*GIVEN INFORMATION*:
--- Begin ---
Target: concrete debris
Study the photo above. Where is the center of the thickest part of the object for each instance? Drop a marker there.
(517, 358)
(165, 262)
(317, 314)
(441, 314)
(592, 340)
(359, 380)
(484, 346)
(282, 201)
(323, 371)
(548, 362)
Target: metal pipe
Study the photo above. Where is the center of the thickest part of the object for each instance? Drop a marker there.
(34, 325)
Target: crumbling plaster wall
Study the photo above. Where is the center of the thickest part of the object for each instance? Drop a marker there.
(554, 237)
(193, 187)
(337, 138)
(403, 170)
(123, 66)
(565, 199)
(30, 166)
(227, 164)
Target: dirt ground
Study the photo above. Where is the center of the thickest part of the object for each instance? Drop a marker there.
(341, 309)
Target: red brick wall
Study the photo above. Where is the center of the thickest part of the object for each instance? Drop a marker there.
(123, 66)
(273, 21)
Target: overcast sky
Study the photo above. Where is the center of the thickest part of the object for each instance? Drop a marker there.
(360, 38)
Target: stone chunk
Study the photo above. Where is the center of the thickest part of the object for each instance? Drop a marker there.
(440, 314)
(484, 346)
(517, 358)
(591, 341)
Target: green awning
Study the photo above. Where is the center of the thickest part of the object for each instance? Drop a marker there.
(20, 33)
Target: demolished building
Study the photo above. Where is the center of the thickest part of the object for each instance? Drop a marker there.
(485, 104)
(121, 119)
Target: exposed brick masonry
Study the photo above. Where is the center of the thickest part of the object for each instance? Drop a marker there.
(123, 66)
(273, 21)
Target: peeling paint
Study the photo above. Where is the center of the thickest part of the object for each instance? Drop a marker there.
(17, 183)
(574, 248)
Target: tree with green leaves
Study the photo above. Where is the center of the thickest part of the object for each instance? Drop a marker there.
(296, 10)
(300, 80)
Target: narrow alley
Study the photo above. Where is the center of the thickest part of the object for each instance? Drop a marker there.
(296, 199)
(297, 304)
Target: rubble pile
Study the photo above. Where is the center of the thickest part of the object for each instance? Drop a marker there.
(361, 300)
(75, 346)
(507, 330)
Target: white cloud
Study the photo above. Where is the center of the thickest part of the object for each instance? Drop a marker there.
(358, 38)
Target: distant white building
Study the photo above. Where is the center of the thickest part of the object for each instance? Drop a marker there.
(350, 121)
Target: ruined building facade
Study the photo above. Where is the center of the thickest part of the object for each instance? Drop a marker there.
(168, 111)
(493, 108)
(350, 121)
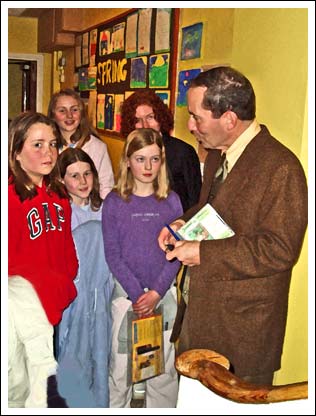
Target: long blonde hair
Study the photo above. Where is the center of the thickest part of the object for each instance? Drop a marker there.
(85, 129)
(136, 140)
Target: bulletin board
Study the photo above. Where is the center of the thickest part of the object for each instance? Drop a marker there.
(135, 50)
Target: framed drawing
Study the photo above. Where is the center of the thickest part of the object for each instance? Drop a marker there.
(191, 41)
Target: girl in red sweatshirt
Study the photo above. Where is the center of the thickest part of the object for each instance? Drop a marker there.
(42, 257)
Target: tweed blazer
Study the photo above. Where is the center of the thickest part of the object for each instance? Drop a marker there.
(238, 295)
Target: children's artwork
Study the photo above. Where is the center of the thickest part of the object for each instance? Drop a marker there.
(109, 112)
(78, 42)
(164, 96)
(128, 94)
(131, 38)
(183, 85)
(100, 111)
(105, 45)
(92, 77)
(92, 107)
(85, 49)
(162, 35)
(119, 98)
(92, 46)
(159, 70)
(83, 79)
(118, 37)
(138, 72)
(191, 41)
(144, 29)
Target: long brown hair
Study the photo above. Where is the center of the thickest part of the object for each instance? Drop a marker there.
(18, 130)
(136, 140)
(163, 114)
(73, 155)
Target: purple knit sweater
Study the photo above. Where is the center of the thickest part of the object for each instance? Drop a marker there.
(130, 232)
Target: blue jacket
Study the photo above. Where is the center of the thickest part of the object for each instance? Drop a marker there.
(85, 328)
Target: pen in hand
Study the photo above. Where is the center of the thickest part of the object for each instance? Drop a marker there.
(172, 232)
(170, 247)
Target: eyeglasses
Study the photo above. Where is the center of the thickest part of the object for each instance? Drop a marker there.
(149, 118)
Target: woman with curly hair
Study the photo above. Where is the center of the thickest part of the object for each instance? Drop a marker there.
(145, 109)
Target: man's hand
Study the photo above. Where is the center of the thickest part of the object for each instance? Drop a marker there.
(165, 236)
(188, 252)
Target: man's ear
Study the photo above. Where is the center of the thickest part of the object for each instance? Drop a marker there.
(230, 119)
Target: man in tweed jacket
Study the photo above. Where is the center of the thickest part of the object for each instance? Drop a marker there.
(239, 286)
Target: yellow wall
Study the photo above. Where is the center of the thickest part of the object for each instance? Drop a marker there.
(216, 48)
(270, 47)
(274, 57)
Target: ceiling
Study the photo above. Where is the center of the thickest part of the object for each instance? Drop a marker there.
(25, 12)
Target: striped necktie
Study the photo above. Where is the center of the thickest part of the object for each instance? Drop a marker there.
(220, 176)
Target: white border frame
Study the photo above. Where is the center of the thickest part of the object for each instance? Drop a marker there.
(39, 75)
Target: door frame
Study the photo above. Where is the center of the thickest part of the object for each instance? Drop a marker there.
(39, 74)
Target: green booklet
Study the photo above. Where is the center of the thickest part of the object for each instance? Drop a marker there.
(206, 224)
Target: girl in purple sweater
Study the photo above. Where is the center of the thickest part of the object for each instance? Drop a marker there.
(132, 217)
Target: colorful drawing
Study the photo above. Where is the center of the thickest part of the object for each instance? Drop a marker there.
(83, 79)
(191, 41)
(165, 96)
(100, 111)
(92, 77)
(138, 72)
(109, 111)
(118, 37)
(92, 46)
(183, 85)
(159, 70)
(105, 46)
(119, 98)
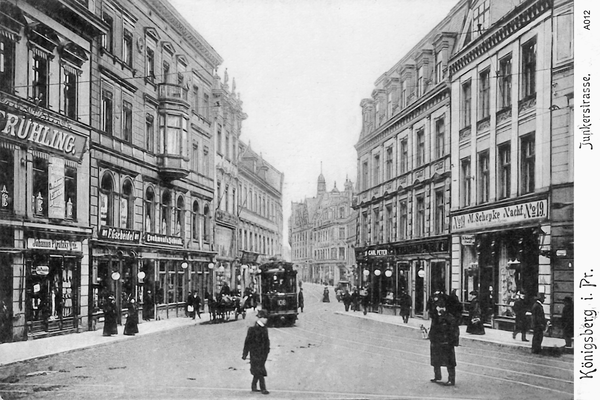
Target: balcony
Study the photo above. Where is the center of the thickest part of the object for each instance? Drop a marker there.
(172, 166)
(173, 97)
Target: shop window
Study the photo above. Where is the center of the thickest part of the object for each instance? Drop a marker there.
--- End ---
Make an exact copy of all entries above, dropping the images.

*PROBLEM SOLUTION*:
Target: concrete debris
Study the photo above. Where is the center of the thickest part of the object for each instance? Drop a marker there.
(517, 358)
(165, 262)
(317, 314)
(441, 314)
(592, 340)
(359, 380)
(484, 346)
(282, 201)
(323, 371)
(548, 362)
Target: metal pipe
Study the photo above. Where is the center of the thickest part of the object for each instance? Drop a marker there.
(34, 325)
Target: crumbling plaster wall
Study the photo above. Where is the center of the thickest part of the object for each instance? Drop a marker there.
(554, 237)
(193, 187)
(337, 138)
(403, 170)
(123, 66)
(565, 199)
(30, 166)
(227, 164)
Target: dirt ground
Study the photo above. Where is the center of the thickest part of the object for each instance? Drop a marker there.
(341, 309)
Target: red brick wall
Study the photo above. Where is the center of the thickest part of the object for each instance? Drop a marker there.
(123, 66)
(273, 21)
Target: overcast sky
Study the photo above. Where is the center of the thickest part of the object for each instance? Drop a marker there.
(360, 38)
Target: stone chunk
Study the photo above. Where is the center of the thickest part of the object for each instance? Drop a marker there.
(440, 314)
(484, 346)
(517, 358)
(591, 341)
Target: green awning
Study the photo above. Where is the center of the thickest part of the object for each instance? Drop a marker there.
(20, 33)
Target: demolished building
Study the photo above. Where is the center of the thickest part of the object for each instance? Drop a marker there.
(485, 104)
(121, 119)
Target: exposed brick masonry
Study the photo above. Where is the center of the thickest part of the object for each instance? Drop a marker there.
(123, 66)
(273, 21)
Target: peeling paint
Study the photo above. Where is the center of the thickest part of the object for each instance? Drop a marker there.
(17, 183)
(574, 248)
Target: tree with green leaves
Study the photo above. Where is the center of the thickest part of the object for each instance? Drop a marker there.
(296, 10)
(300, 80)
Target: narrow alley
Study the photo above. Where is the center of the thickest part of the object for each instance? Drop a marker there.
(296, 199)
(297, 304)
Target: rubble pile
Study the photo above. Where is the center of the thickest part of the object for each instance? Drop a marker there.
(361, 300)
(75, 346)
(507, 330)
Target: white cloud
Study the photo above. Where is the center of the thickest part of the object for each instance? Drop a marker there.
(358, 38)
Target: distant white building
Study the photo above. Where is the center of the thickest part of the object for each instance? Drop a marker there.
(350, 121)
Target: ruined building facade
Study the photo above. Where is the center of the thickest part of the object for each instance? Drop a marker there.
(168, 111)
(493, 108)
(350, 121)
Target: long blonde hair
Study the photo above. Where is the center of the thickest part of the object for each instance? Drop a marker there.
(85, 129)
(136, 140)
Target: bulletin board
Study the photo above. Where is the center of the thickest part of the object for each instance? Drop a marker there.
(135, 50)
Target: framed drawing
Study the photo above. Where is the center of the thickest part of the object for each instance? Drop a marker there.
(191, 41)
Target: girl in red sweatshirt
Study the photo above. Where is the center of the thickest part of the object for each instance? Drop a marker there.
(42, 257)
Target: tweed blazer
Study the photo above. Where is the center of the thickest part of the object for each instance? Drop a marker there.
(238, 295)
Target: children's artwork
Study the photo above. Where is the center of the thickest part of the object for each instance? Drop a marker there.
(109, 112)
(78, 42)
(164, 96)
(128, 94)
(131, 38)
(183, 85)
(100, 111)
(105, 45)
(92, 77)
(92, 107)
(85, 49)
(162, 35)
(119, 98)
(92, 46)
(159, 70)
(83, 79)
(118, 37)
(138, 72)
(191, 41)
(144, 29)
Target: long brown hair
Study the photo above. Where is the center of the thickest part of the object for each instance? Drop a marker there.
(18, 130)
(136, 140)
(163, 114)
(73, 155)
Target: purple knit sweater
Study the photo above. Where is the center of the thickest part of the object for each instance? Drop a marker there.
(130, 232)
Target: blue jacket
Study the photo above. Where is the center of the thickest part of the object for each instance? Drop a marker there.
(85, 328)
Target: pen in hand
Study the photo above. Where is the center of the thickest part of the object for each instance? Drop a marker there.
(172, 232)
(170, 247)
Target: eyeglasses
Study the photo above. Where is the center of the thickest part of the object for each instance? Drop a marker there.
(149, 118)
Target: woman with curly hair
Study the photo above. Where is the center of the thickest part of the object for each instance? Drop a marker there.
(145, 109)
Target: man's hand
Study the photo above. Where is the center of the thickest part of the object for each instance? Drop a marker there.
(165, 236)
(188, 252)
Target: man's ear
Study the photo above. Where is the center of the thickest part of the object for each instance? Drop a marker there.
(230, 119)
Target: man in tweed jacket
Study the photo above. Where is the center of the thickest part of the object for each instance? Drop a marker there.
(239, 286)
Target: yellow wall
Study the photo above. Where is the center of the thickest part of the object for each instance? Drop a marker there.
(216, 48)
(270, 47)
(274, 57)
Target: ceiling
Study the photo above. Where is the center of the thickest part of the object for each instance? Drop a marker there.
(25, 12)
Target: striped necktie
Study the photo above. Where is the center of the thickest part of the object for each instance? Drop a marker there.
(220, 176)
Target: white border frame
Study the photo above. Where is the center of the thickest part of the object for each instance? Drop a marker there.
(39, 75)
Target: door frame
Study the photo above. Where is the center of the thickest part of the object for each instance? Drop a marker there.
(39, 74)
Target: green booklet
Study the photo above. Where is the center of the thickest part of the object for each instance? Drop a marker there.
(206, 224)
Target: girl in purple sweater
Study the photo above. Where is the center of the thickest part of the object for each instance? Drop a marker there.
(132, 217)
Target: colorful drawing
Study the photo above. Where is the center of the thickest part of the object for each instance? Drop a marker there.
(83, 79)
(191, 41)
(165, 96)
(100, 111)
(92, 77)
(138, 72)
(109, 111)
(118, 37)
(92, 46)
(183, 85)
(159, 70)
(105, 46)
(119, 98)
Target: balcony
Study the photo above. Where is the center of the thickest part of the object for each instance? Drop a marker there.
(172, 166)
(173, 97)
Target: shop window
Study the photo above. Where is the center of the thickest part of the object for each instance? Drop a marker there.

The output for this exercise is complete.